Material for this task:
"""

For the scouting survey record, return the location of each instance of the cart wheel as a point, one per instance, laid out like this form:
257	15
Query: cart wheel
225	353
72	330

"""

Work instruction:
Repeat the listing above exactly, line for line.

Your solution:
For the scouting survey record, return the location of each instance of the cart wheel as a point, one per instance, laid out like this form:
257	15
Query: cart wheel
225	353
72	330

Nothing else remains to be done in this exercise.